▸ **JOB**
Copy out every line below that contains the word "stone".

▸ **RECORDED DATA**
----------
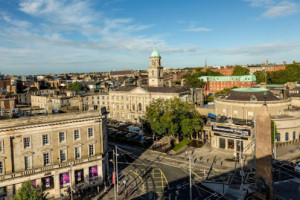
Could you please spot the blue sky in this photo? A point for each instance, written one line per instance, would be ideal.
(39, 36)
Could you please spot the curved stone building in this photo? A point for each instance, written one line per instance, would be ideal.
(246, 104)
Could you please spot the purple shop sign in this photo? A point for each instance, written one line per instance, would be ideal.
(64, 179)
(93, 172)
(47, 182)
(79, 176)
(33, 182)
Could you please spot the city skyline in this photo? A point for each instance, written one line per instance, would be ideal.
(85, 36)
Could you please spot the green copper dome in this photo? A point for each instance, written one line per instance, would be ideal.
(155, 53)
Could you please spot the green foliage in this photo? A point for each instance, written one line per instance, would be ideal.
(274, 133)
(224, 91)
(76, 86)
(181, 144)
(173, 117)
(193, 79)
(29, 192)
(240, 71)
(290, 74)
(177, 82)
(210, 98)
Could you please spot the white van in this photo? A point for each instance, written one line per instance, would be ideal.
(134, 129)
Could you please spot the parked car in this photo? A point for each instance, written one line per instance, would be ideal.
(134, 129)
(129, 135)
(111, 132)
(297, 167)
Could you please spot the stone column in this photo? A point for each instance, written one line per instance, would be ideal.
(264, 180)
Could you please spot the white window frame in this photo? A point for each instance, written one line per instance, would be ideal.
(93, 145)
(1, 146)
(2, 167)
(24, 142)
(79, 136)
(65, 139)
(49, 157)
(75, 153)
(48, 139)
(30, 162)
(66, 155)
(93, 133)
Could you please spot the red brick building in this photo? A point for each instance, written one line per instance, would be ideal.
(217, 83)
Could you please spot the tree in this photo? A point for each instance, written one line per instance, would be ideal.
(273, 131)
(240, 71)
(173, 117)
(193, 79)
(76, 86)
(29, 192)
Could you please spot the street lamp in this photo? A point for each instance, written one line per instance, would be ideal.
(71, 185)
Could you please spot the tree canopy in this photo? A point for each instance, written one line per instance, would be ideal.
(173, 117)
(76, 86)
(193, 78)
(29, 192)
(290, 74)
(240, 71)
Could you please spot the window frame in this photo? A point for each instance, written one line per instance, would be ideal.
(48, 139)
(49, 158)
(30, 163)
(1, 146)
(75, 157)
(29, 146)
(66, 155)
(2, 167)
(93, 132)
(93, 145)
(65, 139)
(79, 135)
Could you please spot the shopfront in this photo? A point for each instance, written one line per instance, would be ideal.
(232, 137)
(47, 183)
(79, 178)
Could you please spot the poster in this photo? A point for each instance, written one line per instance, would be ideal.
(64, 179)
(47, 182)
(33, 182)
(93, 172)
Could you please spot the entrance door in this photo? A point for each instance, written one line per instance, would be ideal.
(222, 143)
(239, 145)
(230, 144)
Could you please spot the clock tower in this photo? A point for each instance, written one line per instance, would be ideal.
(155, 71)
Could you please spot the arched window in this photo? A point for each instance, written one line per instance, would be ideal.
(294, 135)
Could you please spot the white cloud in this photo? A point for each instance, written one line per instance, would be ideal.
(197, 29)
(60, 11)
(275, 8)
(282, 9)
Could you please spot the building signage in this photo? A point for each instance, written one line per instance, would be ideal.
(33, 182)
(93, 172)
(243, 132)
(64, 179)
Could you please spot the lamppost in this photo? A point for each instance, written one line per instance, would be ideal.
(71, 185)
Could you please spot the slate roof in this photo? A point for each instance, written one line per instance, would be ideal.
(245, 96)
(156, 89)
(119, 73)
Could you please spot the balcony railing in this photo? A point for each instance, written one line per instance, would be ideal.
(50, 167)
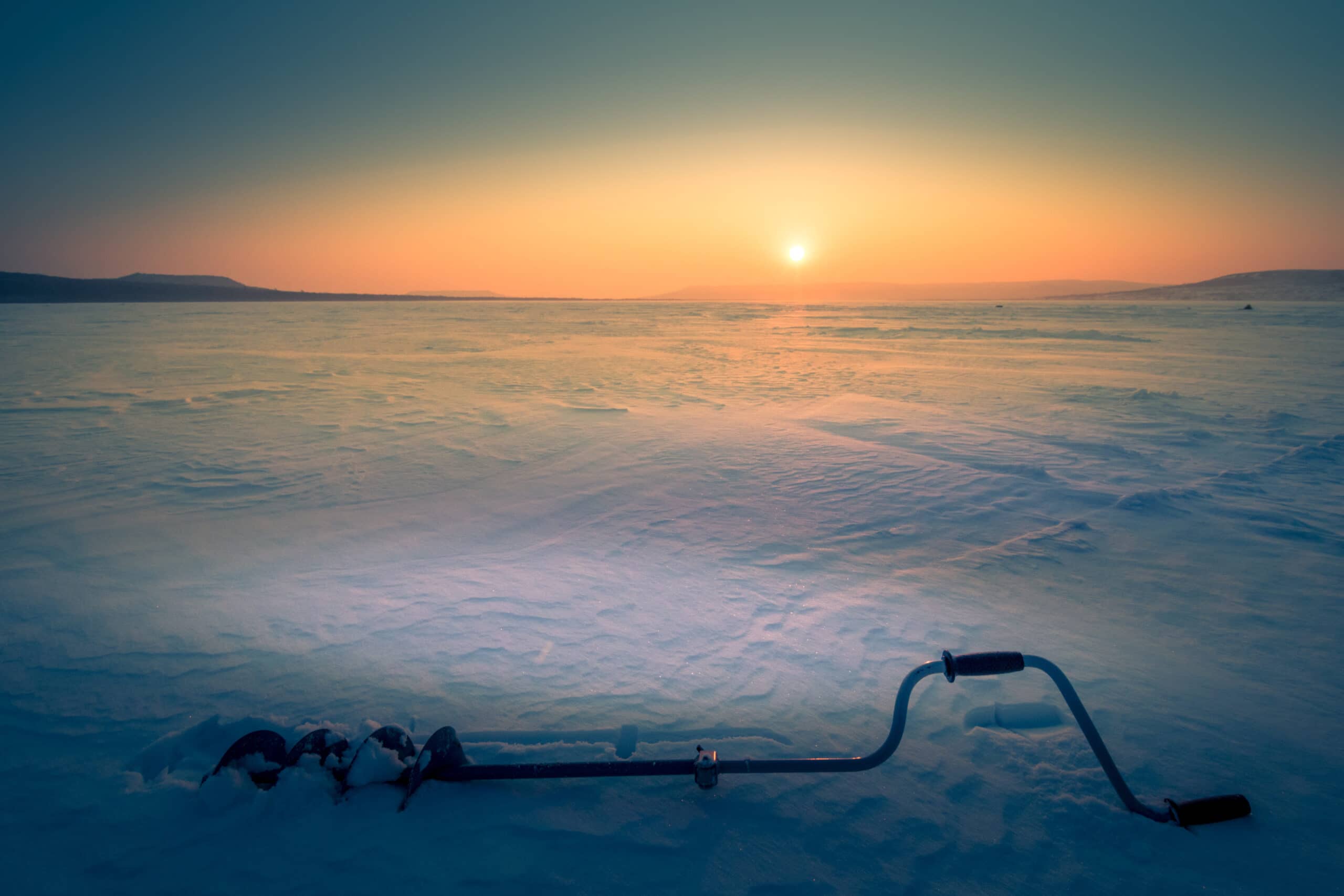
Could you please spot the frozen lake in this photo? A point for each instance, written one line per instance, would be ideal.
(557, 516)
----------
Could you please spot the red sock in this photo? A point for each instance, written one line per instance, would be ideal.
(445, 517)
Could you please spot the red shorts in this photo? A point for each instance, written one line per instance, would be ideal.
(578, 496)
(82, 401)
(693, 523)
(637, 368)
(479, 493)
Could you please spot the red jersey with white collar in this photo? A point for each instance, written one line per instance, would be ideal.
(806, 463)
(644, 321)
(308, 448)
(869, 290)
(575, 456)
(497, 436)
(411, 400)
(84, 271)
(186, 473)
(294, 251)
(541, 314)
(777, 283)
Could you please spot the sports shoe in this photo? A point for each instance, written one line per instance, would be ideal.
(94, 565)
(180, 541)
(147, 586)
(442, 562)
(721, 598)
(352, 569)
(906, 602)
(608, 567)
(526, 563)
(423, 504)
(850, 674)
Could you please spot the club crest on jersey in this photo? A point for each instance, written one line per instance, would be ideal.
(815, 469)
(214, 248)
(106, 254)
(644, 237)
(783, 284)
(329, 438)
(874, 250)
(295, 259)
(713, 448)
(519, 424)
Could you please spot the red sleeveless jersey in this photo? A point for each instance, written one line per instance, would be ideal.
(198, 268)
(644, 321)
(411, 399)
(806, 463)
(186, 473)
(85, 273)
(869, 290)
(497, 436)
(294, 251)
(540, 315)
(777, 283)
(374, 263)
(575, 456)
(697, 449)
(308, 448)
----------
▸ **EXERCISE SOLUTION**
Could you please spot the curved stone building in this photo? A point for each instance, written one line per instance, would be ideal.
Could you please spot the stone column in this photo? A point for each instance, written one line per instance, would be ideal.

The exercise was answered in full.